(DATASET EXCERPTS Opens)

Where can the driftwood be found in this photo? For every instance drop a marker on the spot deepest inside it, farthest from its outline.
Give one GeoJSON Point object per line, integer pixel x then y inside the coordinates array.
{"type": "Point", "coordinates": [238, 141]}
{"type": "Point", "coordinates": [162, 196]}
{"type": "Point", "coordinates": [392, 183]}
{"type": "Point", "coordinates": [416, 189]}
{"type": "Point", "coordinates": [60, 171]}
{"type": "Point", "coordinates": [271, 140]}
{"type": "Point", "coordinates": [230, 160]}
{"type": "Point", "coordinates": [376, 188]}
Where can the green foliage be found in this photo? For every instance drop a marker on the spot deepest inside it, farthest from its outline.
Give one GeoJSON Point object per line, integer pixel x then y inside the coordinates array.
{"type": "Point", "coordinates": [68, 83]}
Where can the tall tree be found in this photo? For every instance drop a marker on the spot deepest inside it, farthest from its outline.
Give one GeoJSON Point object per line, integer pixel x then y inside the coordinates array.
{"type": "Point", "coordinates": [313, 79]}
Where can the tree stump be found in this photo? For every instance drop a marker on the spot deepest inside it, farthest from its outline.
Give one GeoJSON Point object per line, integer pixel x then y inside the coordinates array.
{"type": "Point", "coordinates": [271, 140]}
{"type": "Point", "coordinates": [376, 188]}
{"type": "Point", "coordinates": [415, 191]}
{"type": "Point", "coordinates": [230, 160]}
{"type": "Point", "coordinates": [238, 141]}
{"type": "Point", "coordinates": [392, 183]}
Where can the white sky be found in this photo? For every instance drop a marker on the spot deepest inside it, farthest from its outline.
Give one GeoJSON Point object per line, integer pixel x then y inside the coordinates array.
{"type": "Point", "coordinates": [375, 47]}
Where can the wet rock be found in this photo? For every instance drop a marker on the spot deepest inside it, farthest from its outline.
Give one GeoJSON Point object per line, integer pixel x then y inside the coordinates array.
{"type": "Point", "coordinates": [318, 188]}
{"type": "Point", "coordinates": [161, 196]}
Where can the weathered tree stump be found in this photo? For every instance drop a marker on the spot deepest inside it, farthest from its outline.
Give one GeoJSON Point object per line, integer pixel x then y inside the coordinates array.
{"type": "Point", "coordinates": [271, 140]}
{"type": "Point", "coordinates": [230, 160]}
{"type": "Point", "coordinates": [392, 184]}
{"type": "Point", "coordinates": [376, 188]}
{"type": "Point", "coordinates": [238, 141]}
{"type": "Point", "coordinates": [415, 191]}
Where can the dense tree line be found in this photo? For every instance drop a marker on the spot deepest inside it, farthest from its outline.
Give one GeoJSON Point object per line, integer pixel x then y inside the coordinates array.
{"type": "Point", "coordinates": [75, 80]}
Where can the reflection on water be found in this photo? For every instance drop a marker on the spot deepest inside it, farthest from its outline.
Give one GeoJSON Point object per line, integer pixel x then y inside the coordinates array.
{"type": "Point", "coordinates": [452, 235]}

(DATASET EXCERPTS Closes)

WHAT YOU HAVE TO DO ▸ Each record should be given again exactly as it reads.

ANSWER TO THE EXERCISE ▸
Where can the driftwood be found in this photo? For every instance drop a marker on the spot deepest inside it, farthest from its outline.
Give one GeoJSON Point object per line, integer pixel x then y inside the coordinates array.
{"type": "Point", "coordinates": [238, 141]}
{"type": "Point", "coordinates": [162, 196]}
{"type": "Point", "coordinates": [392, 183]}
{"type": "Point", "coordinates": [416, 189]}
{"type": "Point", "coordinates": [60, 171]}
{"type": "Point", "coordinates": [271, 140]}
{"type": "Point", "coordinates": [230, 160]}
{"type": "Point", "coordinates": [376, 188]}
Where can the green foliage be found in this photo? For every instance drop a marker on the spot deepest inside it, farthest from its outline.
Give one GeoJSON Point object per line, integer pixel x then y inside the coordinates array.
{"type": "Point", "coordinates": [68, 83]}
Where can the tall tree be found in this photo? For every instance drop a marker on the spot deepest inside it, farthest from its outline.
Give one GeoJSON Point object per line, integer pixel x then y inside the coordinates array.
{"type": "Point", "coordinates": [313, 79]}
Where can the tree stump be found in this photo? For every instance drop a marker on the spot deepest inside it, farthest from its outline.
Give one GeoJSON Point object per line, integer pixel x then y inside the coordinates array.
{"type": "Point", "coordinates": [271, 140]}
{"type": "Point", "coordinates": [376, 188]}
{"type": "Point", "coordinates": [415, 191]}
{"type": "Point", "coordinates": [230, 160]}
{"type": "Point", "coordinates": [238, 141]}
{"type": "Point", "coordinates": [392, 183]}
Where can the white sky be found in this photo? For every instance drop a marker on the spot deepest inside it, farthest from its outline.
Give one GeoJSON Point object per line, integer pixel x then y inside the coordinates array.
{"type": "Point", "coordinates": [375, 47]}
Where can the wet rock be found in this photo? For every instance drop a marker on the spot deepest inside it, farthest from its outline.
Give one GeoJSON Point object per line, integer pixel x then y inside the coordinates array.
{"type": "Point", "coordinates": [318, 188]}
{"type": "Point", "coordinates": [161, 196]}
Where can the weathered tree stump be found in this photo? For every instance drop a marker on the spot deepest inside it, farthest from its outline.
Give one GeoJSON Point object per line, integer pixel x then y inside the coordinates array.
{"type": "Point", "coordinates": [271, 140]}
{"type": "Point", "coordinates": [230, 160]}
{"type": "Point", "coordinates": [392, 184]}
{"type": "Point", "coordinates": [376, 188]}
{"type": "Point", "coordinates": [238, 141]}
{"type": "Point", "coordinates": [415, 191]}
Where can the dense tree line be found in this photo? For every instance drop a marker on the spot deepest inside it, farthest from its outline.
Give one GeoJSON Point object per line, integer pixel x then y inside the coordinates array.
{"type": "Point", "coordinates": [75, 80]}
Where can the reflection on water be found in this photo? For every instance drop a marker on the spot deepest inside it, farthest from its outline.
Give one GeoJSON Point object per line, integer pixel x then y inside the coordinates array.
{"type": "Point", "coordinates": [452, 235]}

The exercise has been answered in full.